** WHAT NEEDS TO BE DONE **
In the forum reply about clustered collections below, what kind of scan does a query perform when it uses a clustered index?
***** PASSAGE SHOWN
Hi @juan_lluesma welcome to the community!
I believe you have read the main documentation page of Clustered Collections, and I think the answer to your questions are somewhat mentioned in that page.
This is actually alluded to in the paragraph you have quoted: clustered collection is best when you have equality or range queries. A $in
query is not really either (more like multiple equality instead of a single equality), so it doesn’t benefit from a clustered index.
This behaviour makes sense when you consider the following point from the doc page:
A non-clustered collection stores the _id
index separately from the documents.
This is the “normal” _id
index, and:
A clustered collection stores the index and the documents together in _id
value order.
So a clustered collection stores the _id
index together with the document.
Thus when you have a query on _id
that is a single equality, it’s relatively straightforward for a clustered index to zoom into the target document’s location. It doesn’t need to scan a separate _id
index then fetch the related document, it can scan and fetch at the same time since the key and the document are stored together. Similar situation will be observed for a range query. However the keyword here is “scan”. Since the index and the document are stored together, scanning is pretty much needed.
This is mentioned in the doc page as well:
When a query uses a clustered index, it will perform a bounded collection scan.
What “bounded collection scan” means is that it’s basically a scan, but it’s typically not the whole collection since we know where the relevant _id
are.
However, note that you can create secondary indexes that sort of make a clustered collection behave somewhat like a normal collection, so if you have a freeform query using other fields, presumably you can use a clustered collection as well.
I think in short a clustered collection is beneficial if your queries are linear for the _id
field. If you need a more freeform queries, then a regular collection may offer more flexibility. Which collection type is best depends on your use case; you might want to test clustered vs. non-clustered collections under a test workload and see which one comes out on top.
Hope that make sense!
Best regards
Kevin
**********
***** DATASET RECORDS
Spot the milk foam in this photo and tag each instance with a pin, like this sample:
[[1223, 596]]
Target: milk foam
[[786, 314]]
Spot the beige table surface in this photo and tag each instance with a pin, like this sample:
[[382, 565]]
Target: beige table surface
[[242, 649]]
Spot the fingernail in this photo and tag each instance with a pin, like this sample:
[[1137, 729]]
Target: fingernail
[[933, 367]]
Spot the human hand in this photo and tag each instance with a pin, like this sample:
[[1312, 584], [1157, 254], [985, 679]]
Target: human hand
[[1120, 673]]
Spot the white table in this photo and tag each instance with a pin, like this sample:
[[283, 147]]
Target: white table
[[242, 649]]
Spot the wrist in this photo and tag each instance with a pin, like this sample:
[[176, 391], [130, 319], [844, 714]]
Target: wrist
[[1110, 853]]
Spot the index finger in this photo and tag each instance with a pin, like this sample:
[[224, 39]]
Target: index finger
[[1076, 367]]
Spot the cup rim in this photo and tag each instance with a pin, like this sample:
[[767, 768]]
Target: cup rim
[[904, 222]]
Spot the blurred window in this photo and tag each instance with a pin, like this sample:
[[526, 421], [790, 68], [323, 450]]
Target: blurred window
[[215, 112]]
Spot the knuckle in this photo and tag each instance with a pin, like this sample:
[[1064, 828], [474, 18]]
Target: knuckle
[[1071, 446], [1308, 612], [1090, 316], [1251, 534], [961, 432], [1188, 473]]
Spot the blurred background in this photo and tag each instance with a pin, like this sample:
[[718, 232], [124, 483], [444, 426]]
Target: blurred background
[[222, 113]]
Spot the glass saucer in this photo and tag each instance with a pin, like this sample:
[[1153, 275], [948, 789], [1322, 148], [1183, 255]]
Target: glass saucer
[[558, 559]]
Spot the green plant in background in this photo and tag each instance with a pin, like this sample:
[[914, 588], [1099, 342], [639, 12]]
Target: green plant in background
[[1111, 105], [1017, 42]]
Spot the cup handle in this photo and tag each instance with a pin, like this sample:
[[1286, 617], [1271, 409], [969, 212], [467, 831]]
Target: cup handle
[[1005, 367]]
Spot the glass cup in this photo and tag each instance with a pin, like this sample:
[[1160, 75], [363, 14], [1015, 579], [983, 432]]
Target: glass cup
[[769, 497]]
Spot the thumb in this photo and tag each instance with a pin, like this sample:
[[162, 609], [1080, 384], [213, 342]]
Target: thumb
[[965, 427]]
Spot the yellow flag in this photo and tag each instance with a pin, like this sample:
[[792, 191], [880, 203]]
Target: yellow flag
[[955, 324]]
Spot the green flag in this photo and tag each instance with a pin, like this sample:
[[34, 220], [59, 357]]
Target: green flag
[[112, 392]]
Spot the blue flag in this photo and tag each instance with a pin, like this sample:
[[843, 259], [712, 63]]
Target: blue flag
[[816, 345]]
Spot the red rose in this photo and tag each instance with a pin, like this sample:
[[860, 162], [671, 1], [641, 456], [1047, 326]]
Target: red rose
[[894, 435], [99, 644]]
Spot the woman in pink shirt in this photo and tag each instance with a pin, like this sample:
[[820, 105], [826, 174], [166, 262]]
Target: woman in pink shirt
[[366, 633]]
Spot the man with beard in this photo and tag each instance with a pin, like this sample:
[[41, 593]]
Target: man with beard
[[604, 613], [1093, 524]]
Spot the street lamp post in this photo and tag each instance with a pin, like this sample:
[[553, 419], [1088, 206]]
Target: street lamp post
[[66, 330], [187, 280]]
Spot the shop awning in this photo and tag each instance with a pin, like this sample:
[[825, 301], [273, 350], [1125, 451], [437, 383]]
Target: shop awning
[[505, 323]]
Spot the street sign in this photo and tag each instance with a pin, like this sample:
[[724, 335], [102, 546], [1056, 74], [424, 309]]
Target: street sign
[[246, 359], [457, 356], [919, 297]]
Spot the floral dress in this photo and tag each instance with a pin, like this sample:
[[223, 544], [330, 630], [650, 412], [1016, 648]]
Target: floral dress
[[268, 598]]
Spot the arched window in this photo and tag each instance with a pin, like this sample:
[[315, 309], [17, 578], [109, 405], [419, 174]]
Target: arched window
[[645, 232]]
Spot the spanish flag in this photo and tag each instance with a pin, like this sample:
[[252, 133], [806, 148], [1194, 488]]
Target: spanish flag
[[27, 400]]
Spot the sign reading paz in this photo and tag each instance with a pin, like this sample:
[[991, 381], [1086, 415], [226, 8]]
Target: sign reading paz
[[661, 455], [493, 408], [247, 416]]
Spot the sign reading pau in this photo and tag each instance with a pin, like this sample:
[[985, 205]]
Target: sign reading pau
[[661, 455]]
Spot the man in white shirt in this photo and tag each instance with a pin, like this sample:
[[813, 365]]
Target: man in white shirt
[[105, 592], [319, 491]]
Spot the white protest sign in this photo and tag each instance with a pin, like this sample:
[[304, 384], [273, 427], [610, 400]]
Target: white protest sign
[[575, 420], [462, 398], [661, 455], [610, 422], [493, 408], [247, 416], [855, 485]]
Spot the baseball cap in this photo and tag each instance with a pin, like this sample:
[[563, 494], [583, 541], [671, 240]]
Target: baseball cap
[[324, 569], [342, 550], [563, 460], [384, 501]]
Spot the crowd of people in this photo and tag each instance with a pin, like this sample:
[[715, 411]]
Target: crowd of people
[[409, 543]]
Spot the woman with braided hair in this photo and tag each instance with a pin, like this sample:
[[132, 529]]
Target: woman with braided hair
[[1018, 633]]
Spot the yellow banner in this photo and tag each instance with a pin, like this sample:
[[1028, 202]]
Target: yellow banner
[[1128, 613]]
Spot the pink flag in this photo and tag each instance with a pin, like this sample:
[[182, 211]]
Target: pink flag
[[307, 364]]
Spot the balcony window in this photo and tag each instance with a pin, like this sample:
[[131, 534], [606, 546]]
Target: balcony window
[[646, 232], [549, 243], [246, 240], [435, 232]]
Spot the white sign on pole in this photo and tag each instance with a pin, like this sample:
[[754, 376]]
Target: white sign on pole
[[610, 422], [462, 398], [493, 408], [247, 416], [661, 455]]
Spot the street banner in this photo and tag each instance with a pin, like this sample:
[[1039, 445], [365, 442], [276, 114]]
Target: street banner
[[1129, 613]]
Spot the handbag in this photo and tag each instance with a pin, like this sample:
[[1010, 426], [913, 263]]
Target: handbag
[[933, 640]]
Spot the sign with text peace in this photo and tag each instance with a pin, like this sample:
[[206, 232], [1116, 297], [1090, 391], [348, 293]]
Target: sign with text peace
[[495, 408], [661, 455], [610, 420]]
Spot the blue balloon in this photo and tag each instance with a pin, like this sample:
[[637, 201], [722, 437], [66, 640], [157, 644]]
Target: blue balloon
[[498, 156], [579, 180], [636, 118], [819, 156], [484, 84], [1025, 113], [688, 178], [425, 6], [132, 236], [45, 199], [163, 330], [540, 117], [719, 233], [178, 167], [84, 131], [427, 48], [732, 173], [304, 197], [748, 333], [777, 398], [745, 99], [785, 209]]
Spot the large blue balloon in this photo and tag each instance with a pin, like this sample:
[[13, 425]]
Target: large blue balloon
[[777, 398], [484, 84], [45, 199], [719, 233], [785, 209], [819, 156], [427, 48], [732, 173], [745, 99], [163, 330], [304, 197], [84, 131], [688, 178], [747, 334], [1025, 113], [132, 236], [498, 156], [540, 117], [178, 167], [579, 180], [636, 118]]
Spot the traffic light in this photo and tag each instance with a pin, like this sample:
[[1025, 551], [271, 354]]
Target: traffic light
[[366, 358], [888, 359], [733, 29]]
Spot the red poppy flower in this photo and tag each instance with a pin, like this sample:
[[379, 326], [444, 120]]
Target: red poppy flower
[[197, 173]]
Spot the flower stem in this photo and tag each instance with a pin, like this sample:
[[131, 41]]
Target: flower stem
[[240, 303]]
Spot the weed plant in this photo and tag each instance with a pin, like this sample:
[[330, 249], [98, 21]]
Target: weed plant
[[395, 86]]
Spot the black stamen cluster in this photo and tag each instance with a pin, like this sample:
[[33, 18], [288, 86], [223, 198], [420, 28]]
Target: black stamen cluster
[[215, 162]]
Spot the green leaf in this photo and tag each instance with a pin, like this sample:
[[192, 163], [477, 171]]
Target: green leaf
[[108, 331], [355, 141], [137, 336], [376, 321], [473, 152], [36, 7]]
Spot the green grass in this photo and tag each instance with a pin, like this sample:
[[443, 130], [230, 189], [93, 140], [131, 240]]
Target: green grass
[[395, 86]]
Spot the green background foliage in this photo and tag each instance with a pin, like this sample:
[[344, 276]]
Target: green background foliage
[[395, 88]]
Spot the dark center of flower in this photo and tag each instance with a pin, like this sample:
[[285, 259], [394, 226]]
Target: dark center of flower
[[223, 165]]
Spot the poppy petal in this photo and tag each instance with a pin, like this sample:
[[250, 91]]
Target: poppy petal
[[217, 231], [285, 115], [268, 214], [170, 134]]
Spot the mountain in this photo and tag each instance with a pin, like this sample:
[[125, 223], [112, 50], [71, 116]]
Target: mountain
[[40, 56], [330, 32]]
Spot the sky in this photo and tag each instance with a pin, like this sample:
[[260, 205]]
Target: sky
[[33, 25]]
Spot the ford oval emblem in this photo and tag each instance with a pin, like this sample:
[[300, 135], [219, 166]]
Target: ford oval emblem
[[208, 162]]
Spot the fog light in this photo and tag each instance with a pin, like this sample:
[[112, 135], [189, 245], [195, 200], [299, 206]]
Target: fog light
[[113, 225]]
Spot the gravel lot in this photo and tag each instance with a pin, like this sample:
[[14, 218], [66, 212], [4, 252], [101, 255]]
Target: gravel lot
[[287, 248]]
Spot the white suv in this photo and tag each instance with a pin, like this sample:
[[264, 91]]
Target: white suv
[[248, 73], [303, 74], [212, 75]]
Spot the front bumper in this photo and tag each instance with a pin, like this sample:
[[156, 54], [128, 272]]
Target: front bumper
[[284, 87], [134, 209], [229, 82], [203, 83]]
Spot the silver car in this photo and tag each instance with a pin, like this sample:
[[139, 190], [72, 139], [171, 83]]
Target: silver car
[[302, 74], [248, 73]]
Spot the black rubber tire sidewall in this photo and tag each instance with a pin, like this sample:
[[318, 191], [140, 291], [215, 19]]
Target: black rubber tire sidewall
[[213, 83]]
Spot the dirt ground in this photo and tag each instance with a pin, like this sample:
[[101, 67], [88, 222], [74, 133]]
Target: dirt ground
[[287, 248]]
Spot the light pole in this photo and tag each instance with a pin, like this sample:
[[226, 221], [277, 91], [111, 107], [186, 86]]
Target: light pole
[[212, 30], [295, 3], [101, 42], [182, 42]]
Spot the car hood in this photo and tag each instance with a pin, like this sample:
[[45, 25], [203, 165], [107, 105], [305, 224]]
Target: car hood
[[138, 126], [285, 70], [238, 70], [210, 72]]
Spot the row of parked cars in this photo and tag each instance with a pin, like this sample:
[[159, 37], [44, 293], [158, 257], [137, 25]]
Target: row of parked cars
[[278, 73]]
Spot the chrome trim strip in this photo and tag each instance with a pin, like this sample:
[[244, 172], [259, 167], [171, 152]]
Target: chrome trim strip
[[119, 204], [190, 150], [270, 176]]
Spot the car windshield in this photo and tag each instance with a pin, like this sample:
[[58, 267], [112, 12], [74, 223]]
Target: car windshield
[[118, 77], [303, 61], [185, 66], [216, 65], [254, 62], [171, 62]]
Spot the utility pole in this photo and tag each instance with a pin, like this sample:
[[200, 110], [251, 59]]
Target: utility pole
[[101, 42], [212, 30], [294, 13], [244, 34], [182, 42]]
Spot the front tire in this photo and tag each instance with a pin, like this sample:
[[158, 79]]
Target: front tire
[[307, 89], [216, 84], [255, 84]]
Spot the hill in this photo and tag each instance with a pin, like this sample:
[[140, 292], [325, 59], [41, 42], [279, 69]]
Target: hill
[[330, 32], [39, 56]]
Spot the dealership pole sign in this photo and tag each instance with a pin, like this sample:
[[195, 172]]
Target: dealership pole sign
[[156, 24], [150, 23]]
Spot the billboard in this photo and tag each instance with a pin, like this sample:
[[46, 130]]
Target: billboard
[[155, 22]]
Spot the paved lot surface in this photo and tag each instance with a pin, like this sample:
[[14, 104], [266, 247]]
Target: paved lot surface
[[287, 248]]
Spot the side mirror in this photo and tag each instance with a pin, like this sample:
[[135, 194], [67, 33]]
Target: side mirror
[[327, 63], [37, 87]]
**********
** RESULT OF THE EXERCISE **
A bounded collection scan.